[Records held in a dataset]
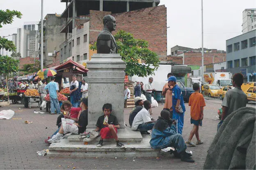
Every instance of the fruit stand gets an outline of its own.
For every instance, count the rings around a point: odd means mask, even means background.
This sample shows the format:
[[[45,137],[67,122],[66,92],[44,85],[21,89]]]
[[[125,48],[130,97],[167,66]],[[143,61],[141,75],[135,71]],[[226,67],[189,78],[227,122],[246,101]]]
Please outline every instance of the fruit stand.
[[[23,96],[24,107],[31,108],[32,103],[37,103],[40,107],[39,94],[37,89],[27,89],[24,93]]]

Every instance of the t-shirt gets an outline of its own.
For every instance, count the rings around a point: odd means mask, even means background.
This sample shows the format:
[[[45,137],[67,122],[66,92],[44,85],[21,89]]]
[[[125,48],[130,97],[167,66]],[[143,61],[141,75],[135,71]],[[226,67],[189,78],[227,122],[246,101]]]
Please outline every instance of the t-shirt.
[[[242,90],[241,88],[235,87],[227,92],[222,105],[228,107],[226,117],[238,109],[246,107],[247,103],[246,94]]]
[[[71,107],[69,116],[73,118],[77,118],[80,110],[82,110],[81,107]]]
[[[85,110],[81,112],[78,119],[78,125],[82,126],[82,127],[78,127],[78,134],[85,132],[87,125],[88,125],[88,110]]]
[[[166,83],[163,87],[162,91],[165,91],[165,88],[169,88],[168,83]],[[172,91],[169,89],[166,91],[165,93],[165,102],[164,108],[170,109],[172,106]]]
[[[186,111],[186,109],[184,103],[184,100],[183,100],[183,96],[182,96],[182,93],[181,93],[181,90],[179,86],[178,85],[178,84],[176,84],[172,88],[172,109],[174,113],[176,113],[175,106],[177,105],[177,100],[178,99],[181,100],[180,105],[181,106],[183,112],[185,112]],[[177,106],[178,107],[178,106]]]
[[[87,84],[86,83],[84,85],[83,84],[82,85],[82,86],[81,86],[81,89],[82,90],[82,92],[87,90],[88,89],[88,84]],[[87,92],[83,92],[83,93],[87,93]]]
[[[103,128],[105,128],[105,126],[103,124],[103,122],[104,119],[104,115],[101,116],[99,117],[97,121],[97,123],[96,123],[96,126],[99,127],[100,129],[102,129]],[[112,114],[110,114],[108,117],[108,121],[107,121],[107,123],[109,125],[118,125],[119,123],[117,120],[117,118],[115,116]]]
[[[203,94],[199,93],[193,93],[191,94],[188,102],[188,105],[190,107],[190,116],[192,119],[200,120],[201,115],[201,107],[206,106]]]
[[[140,106],[137,106],[132,110],[132,112],[130,114],[129,116],[129,124],[131,127],[133,122],[133,120],[134,118],[137,115],[138,113],[143,108],[143,107]]]
[[[128,94],[128,92],[129,92],[129,94],[127,95]],[[130,89],[127,87],[127,88],[124,90],[124,96],[127,96],[127,98],[130,98]]]
[[[57,98],[56,91],[59,90],[59,86],[56,82],[51,81],[46,85],[44,89],[49,91],[49,94],[50,97],[53,98]]]
[[[148,110],[143,107],[135,116],[132,125],[132,130],[136,130],[139,125],[151,121],[151,116]]]

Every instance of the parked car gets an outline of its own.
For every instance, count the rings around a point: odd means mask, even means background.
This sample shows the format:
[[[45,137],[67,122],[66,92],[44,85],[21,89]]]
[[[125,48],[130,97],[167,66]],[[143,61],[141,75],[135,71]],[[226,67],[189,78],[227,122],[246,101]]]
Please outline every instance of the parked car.
[[[223,100],[223,98],[224,98],[224,97],[225,97],[225,95],[226,95],[226,93],[229,90],[233,89],[235,87],[233,86],[225,86],[222,87],[222,88],[221,89],[218,90],[218,94],[219,95],[219,99],[220,100]]]
[[[245,94],[248,101],[256,101],[256,87],[249,88],[245,92]]]
[[[190,95],[194,92],[194,90],[192,88],[185,87],[183,83],[179,80],[177,81],[177,83],[181,90],[182,96],[183,96],[183,99],[184,101],[188,101]]]
[[[220,89],[219,86],[215,85],[206,85],[203,86],[204,95],[209,97],[219,97],[218,90]]]

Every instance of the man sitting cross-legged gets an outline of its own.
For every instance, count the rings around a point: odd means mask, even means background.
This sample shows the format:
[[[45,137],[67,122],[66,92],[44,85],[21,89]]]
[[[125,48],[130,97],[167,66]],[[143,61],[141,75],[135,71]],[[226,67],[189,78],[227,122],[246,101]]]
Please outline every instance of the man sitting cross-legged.
[[[86,129],[88,124],[88,99],[83,98],[80,104],[82,112],[78,115],[78,123],[71,123],[70,122],[63,121],[59,132],[48,140],[49,142],[59,142],[60,139],[63,136],[63,134],[71,132],[74,134],[80,134],[83,133]]]
[[[148,130],[153,128],[155,121],[153,119],[149,110],[151,108],[151,103],[149,101],[145,101],[143,108],[136,115],[132,125],[132,130],[139,130],[143,134],[148,134]]]
[[[153,149],[163,149],[172,147],[176,149],[174,155],[180,157],[181,161],[194,162],[192,156],[186,152],[187,145],[182,136],[177,133],[176,124],[170,118],[170,112],[167,110],[161,112],[160,116],[156,121],[152,130],[149,143]]]

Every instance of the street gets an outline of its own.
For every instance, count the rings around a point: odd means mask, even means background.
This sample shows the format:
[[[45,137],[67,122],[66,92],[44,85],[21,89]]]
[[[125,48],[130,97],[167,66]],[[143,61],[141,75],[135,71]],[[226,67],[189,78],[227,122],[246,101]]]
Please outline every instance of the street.
[[[38,151],[47,149],[48,145],[43,140],[57,129],[57,115],[34,114],[39,111],[37,103],[31,109],[25,108],[21,104],[11,104],[0,108],[0,111],[12,110],[15,114],[9,120],[1,120],[0,130],[0,169],[201,169],[207,155],[207,150],[216,132],[219,122],[217,110],[221,107],[219,98],[205,98],[206,106],[204,110],[203,126],[199,128],[199,136],[203,144],[195,147],[188,146],[187,150],[193,152],[194,163],[182,162],[180,159],[170,157],[152,158],[94,158],[74,159],[48,158],[38,156]],[[247,106],[255,107],[255,103],[249,102]],[[157,119],[163,105],[152,108],[153,116]],[[186,111],[184,118],[183,136],[187,140],[192,125],[190,123],[190,107],[185,103]],[[132,108],[125,108],[125,119],[128,125],[128,116]],[[32,121],[26,124],[24,121]],[[192,141],[195,143],[195,137]],[[94,141],[95,144],[97,143]],[[123,143],[125,145],[125,143]]]

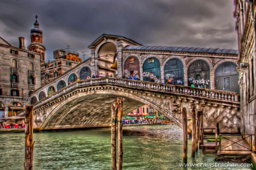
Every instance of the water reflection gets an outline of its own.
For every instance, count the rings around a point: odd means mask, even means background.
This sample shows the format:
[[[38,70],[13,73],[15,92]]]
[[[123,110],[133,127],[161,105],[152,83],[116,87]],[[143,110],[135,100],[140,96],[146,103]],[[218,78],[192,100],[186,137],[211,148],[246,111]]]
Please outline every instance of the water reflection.
[[[111,169],[110,129],[36,133],[34,139],[35,170]],[[183,169],[179,166],[182,162],[182,130],[176,125],[124,127],[123,168]],[[0,165],[4,165],[2,169],[22,169],[24,134],[1,134],[0,141]],[[189,140],[188,163],[193,162],[190,158],[191,144]],[[204,156],[199,150],[194,161],[214,163],[214,159],[212,155]]]

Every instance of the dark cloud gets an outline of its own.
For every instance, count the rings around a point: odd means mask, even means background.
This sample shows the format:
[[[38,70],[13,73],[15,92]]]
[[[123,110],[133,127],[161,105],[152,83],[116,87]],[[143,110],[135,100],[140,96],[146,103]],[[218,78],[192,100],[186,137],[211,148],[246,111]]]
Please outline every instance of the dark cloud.
[[[25,37],[28,45],[37,14],[46,60],[68,45],[90,52],[103,33],[145,45],[237,48],[233,0],[0,1],[0,36],[16,46]]]

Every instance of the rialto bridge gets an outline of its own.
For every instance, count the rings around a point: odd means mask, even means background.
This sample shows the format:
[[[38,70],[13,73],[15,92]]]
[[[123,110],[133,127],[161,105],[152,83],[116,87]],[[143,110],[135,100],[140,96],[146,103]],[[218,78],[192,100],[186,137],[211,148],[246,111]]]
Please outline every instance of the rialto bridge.
[[[106,34],[88,47],[90,58],[31,93],[36,128],[108,127],[111,103],[123,97],[124,116],[148,105],[180,127],[180,109],[195,104],[204,127],[239,131],[236,50],[144,46]],[[86,79],[97,74],[104,77]]]

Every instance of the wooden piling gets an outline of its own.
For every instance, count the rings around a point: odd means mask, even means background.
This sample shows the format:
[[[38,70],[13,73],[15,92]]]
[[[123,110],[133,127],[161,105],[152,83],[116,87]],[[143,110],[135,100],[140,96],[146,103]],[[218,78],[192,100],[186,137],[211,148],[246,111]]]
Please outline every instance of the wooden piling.
[[[191,157],[195,157],[196,150],[196,113],[195,113],[195,105],[192,105],[191,110],[191,122],[192,123],[192,145],[191,147]]]
[[[25,128],[25,170],[33,170],[33,106],[26,106],[26,128]]]
[[[199,112],[200,111],[197,111],[196,113],[196,145],[195,145],[195,151],[197,152],[198,147],[198,140],[199,139],[199,131],[200,131],[200,120],[199,117]]]
[[[117,120],[118,120],[118,170],[122,170],[123,163],[123,130],[122,115],[122,114],[123,103],[124,99],[117,98]]]
[[[182,130],[183,131],[183,164],[188,161],[188,118],[186,108],[182,109]]]
[[[202,140],[203,138],[203,133],[202,131],[202,128],[203,128],[203,112],[202,111],[199,112],[199,121],[200,122],[200,125],[199,126],[199,141],[198,142],[198,145],[199,148],[201,149],[201,145],[202,145]]]
[[[111,105],[111,163],[112,170],[116,169],[116,113],[117,103]]]

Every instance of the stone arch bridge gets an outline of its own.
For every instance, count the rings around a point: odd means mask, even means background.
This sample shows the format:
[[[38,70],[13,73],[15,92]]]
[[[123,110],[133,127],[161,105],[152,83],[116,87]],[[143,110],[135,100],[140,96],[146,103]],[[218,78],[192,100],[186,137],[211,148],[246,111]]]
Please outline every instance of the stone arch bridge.
[[[34,127],[108,127],[111,103],[121,97],[125,98],[124,117],[148,105],[181,127],[180,109],[189,110],[194,104],[203,112],[204,127],[218,126],[220,132],[236,133],[240,126],[239,93],[106,77],[75,82],[34,103]],[[188,111],[189,131],[190,117]]]

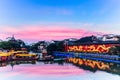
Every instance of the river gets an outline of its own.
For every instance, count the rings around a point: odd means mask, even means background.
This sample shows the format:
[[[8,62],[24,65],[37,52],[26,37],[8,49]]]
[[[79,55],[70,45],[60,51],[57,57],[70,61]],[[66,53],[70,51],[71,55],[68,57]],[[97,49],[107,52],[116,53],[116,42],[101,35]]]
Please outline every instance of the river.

◆ YOUR GOAL
Update the material from the line containing "Every instance of the street gets" through the line containing "Please outline every instance of the street." by changing "street" to "road" and keeping everything else the same. Return only those lines.

◆ FINISHED EXERCISE
Every instance of the road gets an outline of its own.
For every instance, count the rings around a point: odd means mask, even means background.
This sample shows the format:
[[[45,137],[67,122],[66,92],[44,85],[21,89]]]
[[[125,48],[130,97],[167,66]],[[143,61],[141,75],[135,71]],[[226,67],[189,78],[227,122],[246,101]]]
Please outline every instance of the road.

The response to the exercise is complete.